WRITTEN EXERCISE
Reproduce only the lines that run from the line with "Could you please point out the avocado half" to the last line of the material, both ends included, exactly as they appear.

Records from a dataset
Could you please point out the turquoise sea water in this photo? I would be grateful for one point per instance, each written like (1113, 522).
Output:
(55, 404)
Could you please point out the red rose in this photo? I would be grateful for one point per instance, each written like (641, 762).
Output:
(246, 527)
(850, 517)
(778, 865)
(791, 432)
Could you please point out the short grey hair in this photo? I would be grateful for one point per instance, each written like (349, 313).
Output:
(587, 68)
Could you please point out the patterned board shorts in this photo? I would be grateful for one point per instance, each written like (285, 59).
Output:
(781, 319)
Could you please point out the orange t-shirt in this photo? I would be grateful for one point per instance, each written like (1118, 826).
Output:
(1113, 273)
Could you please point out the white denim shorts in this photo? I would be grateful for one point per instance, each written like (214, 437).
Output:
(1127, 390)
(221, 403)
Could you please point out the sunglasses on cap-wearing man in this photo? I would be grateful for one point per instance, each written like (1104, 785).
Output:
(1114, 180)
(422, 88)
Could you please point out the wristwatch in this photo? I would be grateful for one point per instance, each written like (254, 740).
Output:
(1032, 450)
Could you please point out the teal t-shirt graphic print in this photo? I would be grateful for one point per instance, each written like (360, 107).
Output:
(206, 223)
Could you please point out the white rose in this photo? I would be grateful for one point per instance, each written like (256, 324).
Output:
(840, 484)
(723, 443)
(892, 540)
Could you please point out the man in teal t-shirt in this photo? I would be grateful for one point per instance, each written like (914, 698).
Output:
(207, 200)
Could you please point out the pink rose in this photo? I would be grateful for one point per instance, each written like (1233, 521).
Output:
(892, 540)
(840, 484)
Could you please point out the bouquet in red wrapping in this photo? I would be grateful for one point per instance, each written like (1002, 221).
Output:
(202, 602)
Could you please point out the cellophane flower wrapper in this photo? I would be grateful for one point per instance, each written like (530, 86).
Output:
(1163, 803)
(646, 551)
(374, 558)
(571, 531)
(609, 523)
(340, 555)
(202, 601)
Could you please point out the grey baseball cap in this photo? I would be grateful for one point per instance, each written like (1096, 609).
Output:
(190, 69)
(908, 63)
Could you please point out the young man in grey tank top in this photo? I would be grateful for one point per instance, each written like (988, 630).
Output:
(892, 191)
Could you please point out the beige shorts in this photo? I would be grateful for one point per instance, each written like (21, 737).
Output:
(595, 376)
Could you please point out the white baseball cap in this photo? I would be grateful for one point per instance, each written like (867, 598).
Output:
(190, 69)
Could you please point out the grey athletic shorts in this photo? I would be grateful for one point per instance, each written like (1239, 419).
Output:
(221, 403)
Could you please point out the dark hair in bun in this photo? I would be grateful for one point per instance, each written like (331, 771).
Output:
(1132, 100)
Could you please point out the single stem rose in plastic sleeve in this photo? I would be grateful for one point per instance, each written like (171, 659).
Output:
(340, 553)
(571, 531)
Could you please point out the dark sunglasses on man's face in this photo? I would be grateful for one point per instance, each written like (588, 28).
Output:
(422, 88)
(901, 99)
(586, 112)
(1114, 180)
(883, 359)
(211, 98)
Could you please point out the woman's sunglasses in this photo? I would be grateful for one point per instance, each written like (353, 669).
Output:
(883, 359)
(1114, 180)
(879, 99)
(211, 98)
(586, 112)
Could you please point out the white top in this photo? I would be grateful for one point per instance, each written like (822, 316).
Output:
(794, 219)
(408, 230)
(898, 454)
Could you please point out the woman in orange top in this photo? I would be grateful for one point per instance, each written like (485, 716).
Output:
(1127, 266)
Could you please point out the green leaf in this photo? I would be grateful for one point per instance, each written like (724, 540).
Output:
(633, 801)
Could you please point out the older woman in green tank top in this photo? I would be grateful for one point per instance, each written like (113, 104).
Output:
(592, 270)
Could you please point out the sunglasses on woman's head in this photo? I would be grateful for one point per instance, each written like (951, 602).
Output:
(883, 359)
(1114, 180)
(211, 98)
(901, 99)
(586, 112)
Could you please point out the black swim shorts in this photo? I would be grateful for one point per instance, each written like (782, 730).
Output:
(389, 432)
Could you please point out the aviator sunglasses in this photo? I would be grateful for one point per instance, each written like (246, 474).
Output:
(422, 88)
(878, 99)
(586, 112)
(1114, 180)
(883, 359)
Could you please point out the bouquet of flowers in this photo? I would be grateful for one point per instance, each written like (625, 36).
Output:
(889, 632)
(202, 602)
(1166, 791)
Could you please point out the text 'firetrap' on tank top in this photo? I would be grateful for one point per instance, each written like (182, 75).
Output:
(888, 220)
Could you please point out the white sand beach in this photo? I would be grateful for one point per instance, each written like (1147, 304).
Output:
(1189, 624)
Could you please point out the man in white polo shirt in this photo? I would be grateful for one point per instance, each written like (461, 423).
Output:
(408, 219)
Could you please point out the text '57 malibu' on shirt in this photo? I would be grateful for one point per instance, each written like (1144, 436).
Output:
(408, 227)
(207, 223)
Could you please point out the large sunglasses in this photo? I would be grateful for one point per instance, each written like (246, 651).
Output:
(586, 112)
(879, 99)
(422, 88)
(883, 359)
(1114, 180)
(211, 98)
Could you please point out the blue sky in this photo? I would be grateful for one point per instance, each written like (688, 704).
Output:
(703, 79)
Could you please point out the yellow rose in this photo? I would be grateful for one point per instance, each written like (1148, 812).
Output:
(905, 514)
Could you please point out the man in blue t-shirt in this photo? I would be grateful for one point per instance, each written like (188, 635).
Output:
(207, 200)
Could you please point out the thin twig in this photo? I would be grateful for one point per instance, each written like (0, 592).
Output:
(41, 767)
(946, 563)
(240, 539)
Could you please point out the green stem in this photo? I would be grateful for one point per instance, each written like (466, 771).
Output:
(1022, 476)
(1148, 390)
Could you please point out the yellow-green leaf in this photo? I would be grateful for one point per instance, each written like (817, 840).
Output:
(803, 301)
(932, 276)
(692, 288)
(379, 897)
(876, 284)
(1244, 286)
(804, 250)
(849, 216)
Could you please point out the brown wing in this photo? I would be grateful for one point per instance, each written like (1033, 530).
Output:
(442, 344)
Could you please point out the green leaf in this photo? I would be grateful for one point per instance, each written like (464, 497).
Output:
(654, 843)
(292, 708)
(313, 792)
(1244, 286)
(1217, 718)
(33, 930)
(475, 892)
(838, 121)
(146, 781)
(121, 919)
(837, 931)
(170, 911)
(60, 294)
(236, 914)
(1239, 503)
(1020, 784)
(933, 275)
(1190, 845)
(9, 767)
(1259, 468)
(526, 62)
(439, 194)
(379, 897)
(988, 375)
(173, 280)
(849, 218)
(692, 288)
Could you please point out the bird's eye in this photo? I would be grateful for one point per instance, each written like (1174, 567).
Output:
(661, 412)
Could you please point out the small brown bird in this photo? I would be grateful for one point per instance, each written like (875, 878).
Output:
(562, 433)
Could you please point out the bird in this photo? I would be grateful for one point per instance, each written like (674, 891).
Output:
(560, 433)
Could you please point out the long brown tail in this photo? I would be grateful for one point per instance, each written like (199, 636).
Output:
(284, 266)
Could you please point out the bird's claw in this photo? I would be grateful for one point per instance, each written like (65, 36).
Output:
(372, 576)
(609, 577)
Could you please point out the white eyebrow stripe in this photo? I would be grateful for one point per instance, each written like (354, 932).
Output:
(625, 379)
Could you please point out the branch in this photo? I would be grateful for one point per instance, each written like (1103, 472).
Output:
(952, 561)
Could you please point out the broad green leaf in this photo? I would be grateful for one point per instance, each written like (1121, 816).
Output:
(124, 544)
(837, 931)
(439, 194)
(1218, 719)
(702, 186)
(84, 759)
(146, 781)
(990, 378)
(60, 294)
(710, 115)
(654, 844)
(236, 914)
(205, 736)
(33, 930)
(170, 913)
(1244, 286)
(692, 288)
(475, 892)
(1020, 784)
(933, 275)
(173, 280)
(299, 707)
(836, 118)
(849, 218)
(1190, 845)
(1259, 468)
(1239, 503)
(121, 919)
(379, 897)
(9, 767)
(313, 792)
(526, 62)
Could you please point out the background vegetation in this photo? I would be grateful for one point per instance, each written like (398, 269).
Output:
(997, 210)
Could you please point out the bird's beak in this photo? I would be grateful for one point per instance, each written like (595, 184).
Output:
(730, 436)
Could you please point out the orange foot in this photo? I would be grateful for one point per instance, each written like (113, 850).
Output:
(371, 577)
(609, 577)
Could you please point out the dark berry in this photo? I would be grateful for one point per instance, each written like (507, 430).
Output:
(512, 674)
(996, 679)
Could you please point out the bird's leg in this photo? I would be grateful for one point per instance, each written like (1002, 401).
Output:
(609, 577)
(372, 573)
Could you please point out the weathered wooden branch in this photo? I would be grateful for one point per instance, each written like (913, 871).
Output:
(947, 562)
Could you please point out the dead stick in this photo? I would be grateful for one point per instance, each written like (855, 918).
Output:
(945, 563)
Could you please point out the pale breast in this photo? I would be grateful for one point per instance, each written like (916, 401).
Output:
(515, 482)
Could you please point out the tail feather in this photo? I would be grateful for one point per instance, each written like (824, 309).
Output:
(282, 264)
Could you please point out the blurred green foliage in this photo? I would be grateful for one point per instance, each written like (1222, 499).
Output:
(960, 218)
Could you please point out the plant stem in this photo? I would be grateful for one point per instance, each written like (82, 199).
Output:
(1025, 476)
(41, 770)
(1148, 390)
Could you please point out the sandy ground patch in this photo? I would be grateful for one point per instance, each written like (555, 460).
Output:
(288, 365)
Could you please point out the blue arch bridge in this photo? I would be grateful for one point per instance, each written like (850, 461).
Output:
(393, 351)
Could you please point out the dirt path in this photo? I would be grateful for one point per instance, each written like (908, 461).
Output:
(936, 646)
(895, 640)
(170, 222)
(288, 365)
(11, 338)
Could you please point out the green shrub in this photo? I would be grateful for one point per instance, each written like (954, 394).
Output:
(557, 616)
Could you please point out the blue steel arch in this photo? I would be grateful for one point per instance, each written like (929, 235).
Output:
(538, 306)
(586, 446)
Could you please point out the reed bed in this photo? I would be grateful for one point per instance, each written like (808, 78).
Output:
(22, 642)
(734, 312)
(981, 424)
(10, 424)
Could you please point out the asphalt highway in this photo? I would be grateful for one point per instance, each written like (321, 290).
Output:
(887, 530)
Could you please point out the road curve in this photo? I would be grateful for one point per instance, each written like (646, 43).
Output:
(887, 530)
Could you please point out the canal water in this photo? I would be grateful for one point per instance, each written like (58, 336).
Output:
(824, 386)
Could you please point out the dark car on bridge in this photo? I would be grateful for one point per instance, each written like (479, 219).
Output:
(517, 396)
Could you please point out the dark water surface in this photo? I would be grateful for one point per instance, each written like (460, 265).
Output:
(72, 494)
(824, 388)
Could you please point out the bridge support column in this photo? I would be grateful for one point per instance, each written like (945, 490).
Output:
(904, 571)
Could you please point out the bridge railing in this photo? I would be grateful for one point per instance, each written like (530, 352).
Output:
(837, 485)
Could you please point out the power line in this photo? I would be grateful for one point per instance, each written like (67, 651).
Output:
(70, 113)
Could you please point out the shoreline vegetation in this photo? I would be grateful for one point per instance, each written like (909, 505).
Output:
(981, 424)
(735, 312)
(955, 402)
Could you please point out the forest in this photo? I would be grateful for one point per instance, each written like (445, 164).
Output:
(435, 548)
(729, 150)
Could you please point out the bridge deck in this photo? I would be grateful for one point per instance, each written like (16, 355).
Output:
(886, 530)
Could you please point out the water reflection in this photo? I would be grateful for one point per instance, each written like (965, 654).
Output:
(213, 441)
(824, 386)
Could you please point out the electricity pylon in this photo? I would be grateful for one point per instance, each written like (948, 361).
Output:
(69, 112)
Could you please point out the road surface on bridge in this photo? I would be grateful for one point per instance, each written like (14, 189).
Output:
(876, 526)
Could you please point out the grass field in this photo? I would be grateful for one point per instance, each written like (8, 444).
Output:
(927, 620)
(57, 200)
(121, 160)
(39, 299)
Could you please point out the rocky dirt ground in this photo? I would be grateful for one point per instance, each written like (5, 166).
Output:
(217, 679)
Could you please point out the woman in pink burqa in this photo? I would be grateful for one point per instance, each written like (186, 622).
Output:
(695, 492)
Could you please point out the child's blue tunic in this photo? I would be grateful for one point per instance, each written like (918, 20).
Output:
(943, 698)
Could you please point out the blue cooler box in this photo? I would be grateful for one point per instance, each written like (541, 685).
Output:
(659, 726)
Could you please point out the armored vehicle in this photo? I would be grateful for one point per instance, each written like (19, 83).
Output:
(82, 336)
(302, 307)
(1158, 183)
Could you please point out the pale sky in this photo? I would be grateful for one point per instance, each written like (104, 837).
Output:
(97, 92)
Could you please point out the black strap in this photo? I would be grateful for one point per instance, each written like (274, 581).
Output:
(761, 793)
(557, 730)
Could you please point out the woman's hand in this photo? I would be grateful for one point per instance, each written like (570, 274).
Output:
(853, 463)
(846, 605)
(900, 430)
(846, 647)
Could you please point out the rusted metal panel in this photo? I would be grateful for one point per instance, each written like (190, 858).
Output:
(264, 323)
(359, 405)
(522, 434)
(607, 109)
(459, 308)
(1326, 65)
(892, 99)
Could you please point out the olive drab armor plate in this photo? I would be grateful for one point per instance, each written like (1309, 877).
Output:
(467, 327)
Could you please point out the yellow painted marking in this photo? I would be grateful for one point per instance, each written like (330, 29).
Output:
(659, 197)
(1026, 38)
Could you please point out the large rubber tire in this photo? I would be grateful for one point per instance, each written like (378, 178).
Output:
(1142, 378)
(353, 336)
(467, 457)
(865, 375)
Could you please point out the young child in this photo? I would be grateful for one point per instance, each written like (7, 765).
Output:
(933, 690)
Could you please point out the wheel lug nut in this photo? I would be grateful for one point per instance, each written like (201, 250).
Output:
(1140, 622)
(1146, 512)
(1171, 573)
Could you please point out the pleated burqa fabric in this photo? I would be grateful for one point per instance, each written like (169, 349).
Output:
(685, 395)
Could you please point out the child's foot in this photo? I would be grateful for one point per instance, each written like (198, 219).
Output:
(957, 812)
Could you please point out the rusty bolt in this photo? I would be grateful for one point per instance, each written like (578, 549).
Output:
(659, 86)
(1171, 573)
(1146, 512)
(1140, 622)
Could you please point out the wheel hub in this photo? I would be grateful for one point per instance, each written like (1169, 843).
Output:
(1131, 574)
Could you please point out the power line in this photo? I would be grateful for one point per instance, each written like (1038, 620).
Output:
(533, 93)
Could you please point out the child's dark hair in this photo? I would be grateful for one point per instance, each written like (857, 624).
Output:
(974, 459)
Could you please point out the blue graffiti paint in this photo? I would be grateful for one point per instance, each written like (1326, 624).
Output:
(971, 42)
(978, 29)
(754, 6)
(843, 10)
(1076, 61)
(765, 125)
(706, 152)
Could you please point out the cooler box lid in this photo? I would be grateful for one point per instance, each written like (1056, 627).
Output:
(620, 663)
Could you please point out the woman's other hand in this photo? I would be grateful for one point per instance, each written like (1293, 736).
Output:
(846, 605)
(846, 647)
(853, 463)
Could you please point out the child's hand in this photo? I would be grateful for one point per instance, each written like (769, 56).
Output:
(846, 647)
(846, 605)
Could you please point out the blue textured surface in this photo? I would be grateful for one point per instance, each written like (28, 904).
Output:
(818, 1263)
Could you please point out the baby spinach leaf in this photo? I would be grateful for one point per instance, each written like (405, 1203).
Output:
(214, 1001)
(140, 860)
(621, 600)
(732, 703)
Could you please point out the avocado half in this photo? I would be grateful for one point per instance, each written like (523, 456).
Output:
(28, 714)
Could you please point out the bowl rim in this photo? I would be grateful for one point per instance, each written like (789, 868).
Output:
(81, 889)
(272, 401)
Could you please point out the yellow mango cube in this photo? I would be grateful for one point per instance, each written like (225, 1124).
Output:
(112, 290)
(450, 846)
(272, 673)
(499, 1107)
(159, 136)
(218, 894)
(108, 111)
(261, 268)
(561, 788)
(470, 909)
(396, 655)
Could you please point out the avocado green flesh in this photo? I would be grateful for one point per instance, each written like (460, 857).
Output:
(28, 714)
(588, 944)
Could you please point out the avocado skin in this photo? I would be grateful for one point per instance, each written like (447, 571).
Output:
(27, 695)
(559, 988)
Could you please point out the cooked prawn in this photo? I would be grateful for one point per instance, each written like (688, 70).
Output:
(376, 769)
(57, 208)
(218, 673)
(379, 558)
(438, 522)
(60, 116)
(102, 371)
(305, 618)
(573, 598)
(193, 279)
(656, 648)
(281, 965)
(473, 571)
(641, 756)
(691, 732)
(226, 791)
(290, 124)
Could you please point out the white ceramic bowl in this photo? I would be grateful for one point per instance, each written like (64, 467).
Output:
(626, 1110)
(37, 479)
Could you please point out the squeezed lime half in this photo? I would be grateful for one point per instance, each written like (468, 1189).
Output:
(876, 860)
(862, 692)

ANSWER
Could you please point out the avocado half in this photo? I would be grateful for one point per instance, each written like (523, 456).
Output:
(28, 714)
Could you please point out the bowl rim in this photo? I would be grateful for one point per instance, each written like (789, 868).
Output:
(81, 889)
(272, 401)
Could you please point out the yellow mango cube in this photo? I would be grateful for one point per instance, each written like (225, 1124).
Output:
(112, 290)
(450, 846)
(272, 673)
(499, 1107)
(159, 136)
(218, 894)
(108, 111)
(261, 268)
(561, 788)
(470, 909)
(396, 655)
Could you please point out the avocado green flesh in this photo? I would be grateful for one point per instance, each written like (460, 857).
Output:
(28, 714)
(588, 944)
Could you please point out the avocado skin in this photo? I would be grateful for one point per instance, each written like (447, 571).
Output:
(27, 695)
(559, 988)
Could you please point out the cooked prawn in this photo? I would be grateful for one point per instance, each written like (688, 70).
Output:
(376, 769)
(57, 208)
(218, 673)
(379, 558)
(438, 522)
(60, 116)
(102, 371)
(305, 618)
(573, 598)
(193, 279)
(656, 648)
(281, 965)
(473, 571)
(641, 756)
(691, 732)
(226, 791)
(290, 124)
Could you please point out the white ceramic bowl in this photo? I would be grateful for one point per instance, each written like (64, 467).
Output:
(626, 1110)
(37, 479)
Could you please point out the squeezed lime half in this photo? I would be grateful for one point per instance, each written like (468, 1189).
Output:
(876, 860)
(862, 692)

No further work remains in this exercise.